◆ JOB 1 ◆
Reproduce the part of the 1924 Irish chronology that opens with the words containing "Horgan (2018), pgs" and closes with "was in 1924.)".
◆ JOB 2 ◆
Answer these questions from the 1924 Irish chronology:
(a) Who was shot and died shortly afterwards at the burial in St. Patrick's cemetery?
(b) In which town were Daniel Enright and Timothy O'Sullivan re-interred?
(c) How did the Executive Council of the Free State government declare an amnesty?

◆ PAGE EXTRACT ◆
◆ ◆ ◆ ◆ ◆
This letter was planted by members of the British intelligence community.  McMahon comments “Just as they collaborated to undermine politicians they regarded as ‘soft on Bolshevism’ it was natural that intelligence officers, Conservative power-brokers and newspaper proprietors – part of an interconnected élite – would work together to undermine the Free State”.

 

Matthews (2004), pgs 194-195 & 202; Fanning (2013), pg 345

 

 

 

 

 

 

Oct-30-24/1

At the burial in St. Patrick’s cemetery of six anti-Treaty men from Co. Louth executed in the Civil War, shooting breaks out when a number of men fire volleys over the graves and the military try to arrest them.  A Dundalk man, Joseph Hughes, is shot and dies shortly afterwards. 

 

Hall (2019), pgs 127-128; Ferriter (2021), pg 141

Oct-30-24/2 

The remains of two anti-Treaty volunteers Daniel Enright and Timothy O’Sullivan, who had been executed at Drumboe, Co. Donegal on March 14th 1922, are re-interred in their native town of Listowel in Co. Kerry. 

 

Horgan (2018), pgs 133-134

Oct-30-24/3

Addressing the Irish Society in Oxford University, Kevin O’Higgins removes the 1916 Rising from the formation of Irish Free State and instead attributed the legitimacy of the Free State to the 1918 General Election.  (Regan claims that this approach became the adopted strategy of Irish Governments after the outbreak of the conflict in Northern Ireland in 1968.)

This could also be the date when (according to Ferriter) addressing the Oxford Union, O’Higgins asked them to “remember what a weird composite of idealism, neurosis, megalomania and criminality is apt to be thrown to the surface in even the best regulated revolution”. (Ferriter does not give a date – just says that it was in 1924.)

 

Regan (2013), pgs 75-76;  Ferriter (2021), pg 13

Nov-04-24/1

The Executive Council of the Free State government declares an amnesty by discontinuing criminal proceedings for crimes committed during the Civil War.

Kissane comments “This marked the real end of the Irish civil war”.

 

Kissane (2005), pgs 96 & 167

Nov-08-24/1

Craig writes to Churchill (in his new role as Chancellor of the Exchequer) saying that there were three issues outstanding issues between the NI and UK governments that he wishes to discuss.  They were (1) funding of the USC; (2) amalgamation of the British and NI unemployment insurance funds and (3) NI’s imperial contribution.

Churchill replies that the success of the new Baldwin government depended on sound finance but he went on to say that “I shall support you in essentials”. 

See Nov-14 to 15-24/1.
◆ ◆ ◆ ◆ ◆
[Location annotation dataset excerpts]
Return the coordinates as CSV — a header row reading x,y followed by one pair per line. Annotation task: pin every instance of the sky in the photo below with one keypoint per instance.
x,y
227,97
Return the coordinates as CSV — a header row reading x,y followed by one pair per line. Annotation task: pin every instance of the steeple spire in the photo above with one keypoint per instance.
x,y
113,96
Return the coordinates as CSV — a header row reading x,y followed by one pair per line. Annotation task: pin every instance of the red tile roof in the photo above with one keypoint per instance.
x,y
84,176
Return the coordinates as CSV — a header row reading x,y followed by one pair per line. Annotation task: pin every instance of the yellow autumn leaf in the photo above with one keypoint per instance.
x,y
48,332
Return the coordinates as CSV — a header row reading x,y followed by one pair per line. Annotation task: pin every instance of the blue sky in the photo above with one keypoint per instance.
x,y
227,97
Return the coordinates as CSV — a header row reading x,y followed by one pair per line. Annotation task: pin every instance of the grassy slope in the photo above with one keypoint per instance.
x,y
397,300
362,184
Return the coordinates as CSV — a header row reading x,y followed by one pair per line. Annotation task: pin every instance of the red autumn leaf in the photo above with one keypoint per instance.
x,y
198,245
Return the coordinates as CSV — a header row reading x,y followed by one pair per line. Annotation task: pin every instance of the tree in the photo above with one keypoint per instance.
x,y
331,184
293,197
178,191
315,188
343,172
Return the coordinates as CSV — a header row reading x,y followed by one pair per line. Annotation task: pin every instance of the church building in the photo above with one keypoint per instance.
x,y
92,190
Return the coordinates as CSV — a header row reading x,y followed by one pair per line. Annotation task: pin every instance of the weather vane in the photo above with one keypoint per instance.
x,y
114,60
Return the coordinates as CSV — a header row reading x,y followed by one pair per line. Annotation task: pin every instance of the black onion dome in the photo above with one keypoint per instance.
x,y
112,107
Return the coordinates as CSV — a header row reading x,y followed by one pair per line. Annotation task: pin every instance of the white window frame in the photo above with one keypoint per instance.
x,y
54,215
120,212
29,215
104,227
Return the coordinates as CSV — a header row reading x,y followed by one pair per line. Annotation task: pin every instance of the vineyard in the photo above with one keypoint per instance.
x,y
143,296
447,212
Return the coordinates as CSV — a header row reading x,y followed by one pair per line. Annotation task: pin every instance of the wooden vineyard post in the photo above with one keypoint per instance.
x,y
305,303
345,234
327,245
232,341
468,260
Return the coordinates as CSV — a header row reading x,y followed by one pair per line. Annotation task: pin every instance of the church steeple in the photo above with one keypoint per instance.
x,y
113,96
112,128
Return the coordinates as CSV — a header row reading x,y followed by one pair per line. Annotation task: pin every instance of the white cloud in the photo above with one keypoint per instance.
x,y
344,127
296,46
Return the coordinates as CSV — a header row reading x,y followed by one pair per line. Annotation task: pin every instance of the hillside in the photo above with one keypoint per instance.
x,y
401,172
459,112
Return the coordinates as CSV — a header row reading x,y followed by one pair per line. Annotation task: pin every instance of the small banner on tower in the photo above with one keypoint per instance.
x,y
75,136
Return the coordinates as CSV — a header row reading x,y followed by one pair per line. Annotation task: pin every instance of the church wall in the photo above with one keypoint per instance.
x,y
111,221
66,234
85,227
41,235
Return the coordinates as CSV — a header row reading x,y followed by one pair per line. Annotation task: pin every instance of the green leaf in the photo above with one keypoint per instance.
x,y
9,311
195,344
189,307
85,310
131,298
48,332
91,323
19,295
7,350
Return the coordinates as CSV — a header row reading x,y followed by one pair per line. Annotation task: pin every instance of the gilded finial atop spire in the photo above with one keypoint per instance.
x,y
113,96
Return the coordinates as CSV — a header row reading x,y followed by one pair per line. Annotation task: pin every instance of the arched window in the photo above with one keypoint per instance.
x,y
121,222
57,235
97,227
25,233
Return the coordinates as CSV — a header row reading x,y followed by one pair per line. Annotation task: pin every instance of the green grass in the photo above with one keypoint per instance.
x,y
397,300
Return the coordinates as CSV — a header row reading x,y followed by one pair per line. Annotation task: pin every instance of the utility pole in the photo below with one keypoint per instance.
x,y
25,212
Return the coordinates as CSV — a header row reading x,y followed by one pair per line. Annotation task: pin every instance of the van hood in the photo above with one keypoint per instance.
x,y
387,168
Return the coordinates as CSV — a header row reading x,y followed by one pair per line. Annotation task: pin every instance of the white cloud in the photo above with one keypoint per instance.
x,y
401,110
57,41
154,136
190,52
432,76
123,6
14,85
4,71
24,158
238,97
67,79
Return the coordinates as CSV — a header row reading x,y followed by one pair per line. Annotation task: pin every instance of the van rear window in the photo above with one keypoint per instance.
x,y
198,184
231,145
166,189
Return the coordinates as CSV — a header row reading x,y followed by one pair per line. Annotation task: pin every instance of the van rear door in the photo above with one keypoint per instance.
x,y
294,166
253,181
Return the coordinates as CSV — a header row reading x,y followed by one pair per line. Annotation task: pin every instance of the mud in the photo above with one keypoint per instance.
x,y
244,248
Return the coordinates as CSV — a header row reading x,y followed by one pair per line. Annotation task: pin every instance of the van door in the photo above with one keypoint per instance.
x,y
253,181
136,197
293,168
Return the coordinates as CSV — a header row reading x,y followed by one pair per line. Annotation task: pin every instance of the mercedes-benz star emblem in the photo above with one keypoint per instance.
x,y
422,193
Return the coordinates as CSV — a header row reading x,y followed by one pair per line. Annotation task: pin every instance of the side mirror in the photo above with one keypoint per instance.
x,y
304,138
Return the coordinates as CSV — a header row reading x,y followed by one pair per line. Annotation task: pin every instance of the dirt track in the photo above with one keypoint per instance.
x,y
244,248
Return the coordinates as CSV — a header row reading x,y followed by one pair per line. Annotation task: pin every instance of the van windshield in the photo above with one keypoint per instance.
◆ ◆ ◆ ◆ ◆
◆ COMPLETE ANSWER 1 ◆
Horgan (2018), pgs 133-134

Oct-30-24/3

Addressing the Irish Society in Oxford University, Kevin O’Higgins removes the 1916 Rising from the formation of Irish Free State and instead attributed the legitimacy of the Free State to the 1918 General Election.  (Regan claims that this approach became the adopted strategy of Irish Governments after the outbreak of the conflict in Northern Ireland in 1968.)

This could also be the date when (according to Ferriter) addressing the Oxford Union, O’Higgins asked them to “remember what a weird composite of idealism, neurosis, megalomania and criminality is apt to be thrown to the surface in even the best regulated revolution”. (Ferriter does not give a date – just says that it was in 1924.)

◆ COMPLETE ANSWER 2 ◆
(a) Joseph Hughes, a Dundalk man.
(b) Listowel, in Co. Kerry.
(c) By discontinuing criminal proceedings for crimes committed during the Civil War.